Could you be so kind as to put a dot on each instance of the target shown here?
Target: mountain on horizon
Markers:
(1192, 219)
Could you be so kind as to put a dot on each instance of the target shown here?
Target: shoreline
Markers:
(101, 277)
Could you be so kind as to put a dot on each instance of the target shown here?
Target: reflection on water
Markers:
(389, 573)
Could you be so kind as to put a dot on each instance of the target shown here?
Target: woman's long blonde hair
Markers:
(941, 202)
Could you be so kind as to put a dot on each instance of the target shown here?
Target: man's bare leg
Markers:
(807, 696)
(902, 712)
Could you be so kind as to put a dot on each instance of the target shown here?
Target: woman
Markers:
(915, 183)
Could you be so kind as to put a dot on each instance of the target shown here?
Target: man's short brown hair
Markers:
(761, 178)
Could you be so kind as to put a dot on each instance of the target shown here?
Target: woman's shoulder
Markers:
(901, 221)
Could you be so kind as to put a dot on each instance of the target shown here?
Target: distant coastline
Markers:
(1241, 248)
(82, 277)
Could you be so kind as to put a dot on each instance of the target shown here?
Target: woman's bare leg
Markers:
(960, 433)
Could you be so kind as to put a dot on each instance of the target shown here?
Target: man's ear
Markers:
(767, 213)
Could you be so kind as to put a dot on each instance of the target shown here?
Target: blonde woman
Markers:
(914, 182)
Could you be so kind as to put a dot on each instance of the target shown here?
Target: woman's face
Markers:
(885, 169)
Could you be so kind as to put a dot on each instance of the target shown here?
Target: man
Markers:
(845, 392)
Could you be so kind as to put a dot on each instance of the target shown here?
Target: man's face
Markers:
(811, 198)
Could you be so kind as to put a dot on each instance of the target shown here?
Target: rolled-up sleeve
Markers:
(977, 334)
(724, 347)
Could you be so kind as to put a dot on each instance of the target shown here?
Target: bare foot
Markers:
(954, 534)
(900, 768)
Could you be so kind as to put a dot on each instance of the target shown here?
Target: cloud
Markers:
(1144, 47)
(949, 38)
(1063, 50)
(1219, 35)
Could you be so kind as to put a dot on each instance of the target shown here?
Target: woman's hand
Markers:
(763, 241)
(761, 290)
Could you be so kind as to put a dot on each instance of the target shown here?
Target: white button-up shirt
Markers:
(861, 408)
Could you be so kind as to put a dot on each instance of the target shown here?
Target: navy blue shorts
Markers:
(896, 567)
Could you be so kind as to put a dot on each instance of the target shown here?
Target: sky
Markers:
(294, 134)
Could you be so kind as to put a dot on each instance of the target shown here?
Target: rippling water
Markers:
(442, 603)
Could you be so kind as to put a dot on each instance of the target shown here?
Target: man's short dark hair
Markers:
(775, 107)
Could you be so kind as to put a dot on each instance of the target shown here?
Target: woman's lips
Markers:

++++++++++++++++++++

#### Task
Produce a verbatim transcription of the entries above.

#### Task answer
Could you be so kind as to put a dot on each instance of the target shown here?
Target: mountain on horizon
Markers:
(1192, 219)
Could you be so kind as to put a dot on each instance of the target shown here?
Target: shoreline
Markers:
(101, 277)
Could you be so kind as to put a dot on each instance of the target shown here?
Target: reflection on water
Markers:
(389, 573)
Could you be so kind as to put a dot on each instance of the target shown here?
Target: woman's long blonde hair
Markers:
(941, 202)
Could you be so kind as to put a dot on each instance of the target shown here?
Target: man's bare leg
Markers:
(807, 696)
(902, 712)
Could you be so kind as to put a dot on each instance of the target shown here?
Target: woman
Markers:
(915, 183)
Could you be so kind as to put a dot on each instance of the target shown here?
Target: man's short brown hair
Markers:
(761, 178)
Could you be so kind as to put a dot on each instance of the target shown here?
Target: woman's shoulder
Markers:
(901, 221)
Could you be so kind as to put a dot on each instance of the target shown here?
Target: distant coastline
Markers:
(1241, 248)
(82, 277)
Could you be so kind as to put a dot on each instance of the target shown here?
Target: woman's bare leg
Markers:
(960, 433)
Could you be so kind as to put a dot on each instance of the target shown here?
Target: man's ear
Markers:
(767, 213)
Could you be so kind as to put a dot on each instance of the target shown here?
Target: blonde woman
Markers:
(914, 182)
Could you be so kind as to put a dot on each instance of the target shown here?
Target: woman's face
Markers:
(885, 169)
Could you be so kind as to put a dot on each instance of the target shown here?
Target: man
Markers:
(845, 392)
Could you be so kind as to put a dot on each instance of the target shown here?
Target: man's face
Markers:
(811, 198)
Could you be so kind as to put a dot on each instance of the target shown here?
Target: rolled-up sleeve
Markers:
(977, 334)
(724, 347)
Could you be so kind as to put a dot on each instance of the target shown here?
Target: bare foot
Markers:
(954, 534)
(900, 768)
Could you be so kind as to put a dot on each instance of the target shown here?
Target: cloud
Markers:
(1144, 47)
(949, 38)
(1063, 50)
(1219, 35)
Could you be so kind as to put a dot on each instance of the target shown here?
Target: woman's hand
Markers:
(763, 241)
(761, 290)
Could you be so kind as to put a dot on each instance of the target shown here?
Target: white button-up shirt
Markers:
(861, 408)
Could you be so kind as to put a dot on each instance of the target shown here?
Target: navy blue shorts
Markers:
(896, 567)
Could you be so kind as to put a dot on each instance of the target shown here?
Target: sky
Markers:
(294, 134)
Could you be so kind as to put a dot on each instance of the target shown here?
Target: rippling water
Markers:
(442, 603)
Could you be so kind as to put a dot on each instance of the target shown here?
Target: man's short dark hair
Markers:
(775, 107)
Could you be so kind as to put a dot on each instance of the target shown here?
Target: woman's lips
Markers:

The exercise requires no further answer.